### Source text
━━━━━━━━━━

You are viewing a plain text version of this content. The canonical link for it is here.
Posted to dev@tephra.apache.org by Varun Rao <va...@gmail.com> on 2019/01/22 23:44:42 UTC

Reading tephra snapshots

Hello,

We are interested in reading snapshot files from an HDFS directory and we
want to know if this was already provided and if not, is it even possible?
Within the HDFSTransactionStateStorage.java file , the main method looks as
if it supports a CLI tool that reads a transaction state snapshot or
transaction log from HDFS. I have left out extraneous code but the for loop
below iterates through a list of files (each file pointing to a transaction
state snapshot or transaction log) and prints each snapshot to stdout.

1) Is this CLI tool existent, or on the roadmap to be developed?
2) Is it safe to call this main method to read snapshots from an HDFS
directory?

// TODO move this out as a separate command line tool
private enum CLIMode { SNAPSHOT, TXLOG };

/**
 * Reads a transaction state snapshot or transaction log from HDFS and
prints the entries to stdout.
 *
 * Supports the following options:
 *    -s    read snapshot state (defaults to the latest)
 *    -l    read a transaction log
 *    [filename]  reads the given file
 * @param args
 */

public static void main(String[] args) {

*//......... *

    for (String file : filenames) {
        Path path = new Path(file);
        TransactionSnapshot snapshot = storage.readSnapshotFile(path);
        printSnapshot(snapshot);

    }

}

Thanks very much

Re: Reading tephra snapshots

Posted by Andreas Neumann <an...@apache.org>.

━━━━━━━━━━

### Raw records
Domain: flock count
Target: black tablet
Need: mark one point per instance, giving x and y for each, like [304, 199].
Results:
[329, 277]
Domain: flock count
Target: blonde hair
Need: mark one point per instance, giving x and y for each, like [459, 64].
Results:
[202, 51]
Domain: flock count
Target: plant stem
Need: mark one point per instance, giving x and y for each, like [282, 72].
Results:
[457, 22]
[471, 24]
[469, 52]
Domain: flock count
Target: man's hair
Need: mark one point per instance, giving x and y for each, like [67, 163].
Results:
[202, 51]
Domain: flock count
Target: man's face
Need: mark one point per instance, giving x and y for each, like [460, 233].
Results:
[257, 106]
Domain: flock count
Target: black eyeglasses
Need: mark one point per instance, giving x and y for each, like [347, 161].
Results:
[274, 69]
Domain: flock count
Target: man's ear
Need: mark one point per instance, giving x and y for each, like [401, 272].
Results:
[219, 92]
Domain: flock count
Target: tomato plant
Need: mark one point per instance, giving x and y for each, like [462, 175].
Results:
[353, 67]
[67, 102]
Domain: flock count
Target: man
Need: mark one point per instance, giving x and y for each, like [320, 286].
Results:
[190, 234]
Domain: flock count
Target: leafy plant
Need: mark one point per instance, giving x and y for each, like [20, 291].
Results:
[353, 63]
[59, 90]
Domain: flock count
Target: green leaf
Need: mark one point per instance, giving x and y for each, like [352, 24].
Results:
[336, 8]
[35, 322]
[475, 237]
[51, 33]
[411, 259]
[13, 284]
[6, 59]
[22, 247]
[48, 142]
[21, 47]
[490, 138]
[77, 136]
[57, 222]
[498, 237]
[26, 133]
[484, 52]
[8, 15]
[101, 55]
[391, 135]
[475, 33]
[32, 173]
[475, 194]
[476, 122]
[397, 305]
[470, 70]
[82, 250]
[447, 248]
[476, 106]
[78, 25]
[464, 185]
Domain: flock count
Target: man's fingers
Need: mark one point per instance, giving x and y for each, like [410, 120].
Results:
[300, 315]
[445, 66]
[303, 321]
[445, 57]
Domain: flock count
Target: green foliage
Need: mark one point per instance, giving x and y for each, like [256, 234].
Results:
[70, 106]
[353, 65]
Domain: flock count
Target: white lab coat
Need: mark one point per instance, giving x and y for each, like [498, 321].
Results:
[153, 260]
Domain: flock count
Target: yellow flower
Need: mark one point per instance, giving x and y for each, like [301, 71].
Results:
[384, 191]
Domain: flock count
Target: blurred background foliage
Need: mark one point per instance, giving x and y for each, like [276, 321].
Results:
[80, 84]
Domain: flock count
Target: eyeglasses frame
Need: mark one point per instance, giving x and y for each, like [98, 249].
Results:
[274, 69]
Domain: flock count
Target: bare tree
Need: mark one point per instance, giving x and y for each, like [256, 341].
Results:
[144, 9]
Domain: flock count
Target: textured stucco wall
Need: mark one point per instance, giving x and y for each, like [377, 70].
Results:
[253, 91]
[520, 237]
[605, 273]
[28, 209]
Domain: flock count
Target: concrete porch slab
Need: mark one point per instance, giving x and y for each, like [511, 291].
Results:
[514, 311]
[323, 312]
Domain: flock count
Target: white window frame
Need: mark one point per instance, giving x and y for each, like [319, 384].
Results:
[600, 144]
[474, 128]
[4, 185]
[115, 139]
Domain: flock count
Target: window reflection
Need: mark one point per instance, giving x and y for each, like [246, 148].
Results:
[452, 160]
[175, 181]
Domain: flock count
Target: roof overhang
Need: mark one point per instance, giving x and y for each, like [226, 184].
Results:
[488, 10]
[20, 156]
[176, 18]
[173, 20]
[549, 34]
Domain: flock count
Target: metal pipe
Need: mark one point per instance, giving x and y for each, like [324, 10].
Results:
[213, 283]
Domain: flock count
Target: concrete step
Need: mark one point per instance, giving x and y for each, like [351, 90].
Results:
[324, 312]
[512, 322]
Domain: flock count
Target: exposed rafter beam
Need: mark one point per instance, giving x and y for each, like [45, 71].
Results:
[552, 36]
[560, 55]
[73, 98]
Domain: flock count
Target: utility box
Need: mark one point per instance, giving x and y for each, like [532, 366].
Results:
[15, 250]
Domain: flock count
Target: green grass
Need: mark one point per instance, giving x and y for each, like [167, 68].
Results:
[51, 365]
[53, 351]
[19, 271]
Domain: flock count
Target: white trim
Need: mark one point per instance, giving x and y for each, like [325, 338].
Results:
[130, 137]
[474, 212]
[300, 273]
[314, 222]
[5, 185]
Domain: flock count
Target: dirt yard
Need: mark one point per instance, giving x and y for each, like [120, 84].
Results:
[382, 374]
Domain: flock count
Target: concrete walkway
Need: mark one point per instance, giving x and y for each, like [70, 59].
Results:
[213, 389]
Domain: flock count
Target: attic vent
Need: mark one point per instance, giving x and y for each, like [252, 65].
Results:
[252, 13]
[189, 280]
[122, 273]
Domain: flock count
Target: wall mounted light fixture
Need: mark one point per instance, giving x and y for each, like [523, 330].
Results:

━━━━━━━━━━

### Written task 1
Duplicate the passage of the Tephra snapshots post from "Posted to dev@tephra.apache.org" up to and including "snapshot to stdout.", word for word.
### Written task 2
Answer these questions from the Tephra snapshots post:
(a) From what kind of directory does the writer want to read snapshot files?
(b) Which Java file contains the main method the writer describes?
(c) Which option reads a transaction log?
### Written task 3
Summarize the Tephra snapshots post in two sentences.

### Task output 1
Posted to dev@tephra.apache.org by Varun Rao <va...@gmail.com> on 2019/01/22 23:44:42 UTC

Reading tephra snapshots

Hello,

We are interested in reading snapshot files from an HDFS directory and we
want to know if this was already provided and if not, is it even possible?
Within the HDFSTransactionStateStorage.java file , the main method looks as
if it supports a CLI tool that reads a transaction state snapshot or
transaction log from HDFS. I have left out extraneous code but the for loop
below iterates through a list of files (each file pointing to a transaction
state snapshot or transaction log) and prints each snapshot to stdout.

### Task output 2
(a) An HDFS directory.
(b) HDFSTransactionStateStorage.java.
(c) The -l option.

### Task output 3
A message to the Tephra developer list asks whether reading snapshot files from an HDFS directory is already provided or even possible. It notes that the main method in HDFSTransactionStateStorage.java appears to support a CLI tool that prints transaction state snapshots or transaction logs to stdout, and it asks whether that tool exists or is on the roadmap and whether calling the method to read snapshots is safe.